● **Cosa fare**:
- a) Trascrivi dall'articolo su inquinamento e Covid-19 il brano che comincia con "L’inquinamento contribuisce al" e finisce con "forme di inquinamento.".
- b) Traduci in inglese questa frase dell'articolo su inquinamento e Covid-19: "Queste polveri, di dimensioni pari al 3% dello spessore di un capello umano, penetrano facilmente nei polmoni e sono pericolose."
- c) Prosegui l'articolo su inquinamento e mortalità per Covid-19 dopo l'ultima frase riportata.

● **Testo del documento**:

..........

L’inquinamento contribuisce al 15% dei decessi per Covid

Lo sappiamo: l’inquinamento uccide. In Europa ben un decesso su 8 è dovuto all’inquinamento, a causa di malattie polmonari e cardiovascolari (ma non solo), secondo l’ultimo rapporto dell’Agenzia europea dell’ambiente. Non stupisce, pertanto, che lo smog possa avere un ruolo anche nel favorire i contagi da coronavirus e nello sviluppo di infezioni gravi. Oggi uno studio del Max Planck Institute for Chemistry in Germania ha quantificato per la prima volta il contributo dell’inquinamento. E ha stimato che un’alta esposizione agli inquinanti atmosferici potrebbe aumentare del 15% la mortalità per Covid-19. I risultatipubblicati su Cardiovascular Research, forniscono un’ulteriore conferma e un monito ad agire presto contro tutte le forme di inquinamento.

Il legame fra inquinamento e Covid-19

Sul legame fra smog e Covid-19 si è discusso molto durante tutta la pandemia, anche in seguito all’osservazione della presenza di tracce del coronavirus sul particolato e così all’idea – smentita – che le polveri sottili potessero veicolare il Sars-Cov-2. L’inquinamento atmosferico sembrerebbe però un ruolo nel contagio. Diverse ricerche, infatti, hanno mostrato che nelle zone più inquinate aumenta il rischio di contrarre l’infezione e anche quello di andare incontro a forme più gravi, soprattutto per i soggetti più suscettibili. Ma in che misura? Quali gli effetti da ultimo dell’inquinamento mescolati alle infezioni da coronavirus?

Le polveri sottili PM2.5

Nello studio i ricercatori hanno messo a fuoco il ruolo delle polveri sottili PM2.5 (particolato fine), di diametro uguale o più piccolo di 2,5 micrometri. Queste polveri, di dimensioni pari al 3% dello spessore di un capello umano, penetrano facilmente nei polmoni e sono pericolose. In buona parte sono prodotte da attività umane, ad esempio in processi di combustione per il riscaldamento domestico, da veicoli a motore, in molte attività industriali. Gli autori hanno creato un modello per stimare quanti decessi per Covid-19 possano essere collegati all’inquinamento dell’aria. I dati esaminati sono quelli italiani raccolti durante la pandemia di Covid-19, dati cinesi durante la Sars nel 2003 e dati satellitari dell’esposizione alle PM2.5.

Covid-19, l’inquinamento ha un peso

Sulla base del modello i ricercatori hanno quindi stimato il peso dell’inquinamento sui decessi da Covid. Dall’analisi è emerso che in media a livello globale lo smog peserebbe per il 15% nella mortalità per Covid-19, con differenze notevoli fra i paesi. Il peso maggiore si rileva in Repubblica Ceca (29%), in Cina (27%), in Germania (26%). L’Italia si allinea alla media globale con il 15%, mentre valori più bassi si hanno per Israele (6%), Australia (3%) e Nuova Zelanda con solo l’1%.

..........

● **Righe fornite**:
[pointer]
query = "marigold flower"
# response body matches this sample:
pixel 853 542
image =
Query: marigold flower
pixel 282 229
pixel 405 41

..........

● **Risposte**:
- a)
L’inquinamento contribuisce al 15% dei decessi per Covid

Lo sappiamo: l’inquinamento uccide. In Europa ben un decesso su 8 è dovuto all’inquinamento, a causa di malattie polmonari e cardiovascolari (ma non solo), secondo l’ultimo rapporto dell’Agenzia europea dell’ambiente. Non stupisce, pertanto, che lo smog possa avere un ruolo anche nel favorire i contagi da coronavirus e nello sviluppo di infezioni gravi. Oggi uno studio del Max Planck Institute for Chemistry in Germania ha quantificato per la prima volta il contributo dell’inquinamento. E ha stimato che un’alta esposizione agli inquinanti atmosferici potrebbe aumentare del 15% la mortalità per Covid-19. I risultatipubblicati su Cardiovascular Research, forniscono un’ulteriore conferma e un monito ad agire presto contro tutte le forme di inquinamento.

- b) These particles, about 3% of the thickness of a human hair in size, easily penetrate the lungs and are dangerous.

- c)
Ma che vuol dire che l’inquinamento contribuisce al 15% dei decessi? Prendiamo un esempio: nel Regno Unito il 14% dei decessi per Covid è associato all’inquinamento. Questo significa che statisticamente 1 decesso per Covid su 7 è legato all’inquinamento e che, come spiega il coautore Jos Lelieveld, su 44mila morti nel paese più di 6mila sarebbero in parte da ricondurre allo smog. Ripetendo questo calcolo con i dati italiani, avremmo che su più di 37mila decessi circa 5.700 sarebbero collegati in qualche modo all‘inquinamento.

Il particolato agisce su Ace2

I processi con cui l’aria inquinata può danneggiare le vie respiratorie sono vari. Il nostro organismo si difende da agenti estranei, come patogeni, in diversi modi, e un’alta esposizione al particolato, può indebolire questa difesa e causare infiammazione. Nel caso del coronavirus, oltre al danno generale le polveri sottili interferirebbero con uno dei meccanismi chiave con cui il virus infetta le cellule. “Il particolato atmosferico – spiega Thomas Münzel della Johannes Gutenberg University – sembra aumentare l’attività di un recettore sulla superficie delle cellule, chiamato Ace2”. E sappiamo che proprio Ace2 favorisce l’accesso del Sars-Cov-2 nelle cellule. “Abbiamo un doppio colpo: l’inquinamento dell’aria danneggia i polmoni e favorisce l’attività di Ace2”, prosegue Münzel: “Che a sua volta porta a un aumentato assorbimento del virus da parte dei polmoni e probabilmente anche dei vasi sanguigni e del cuore”.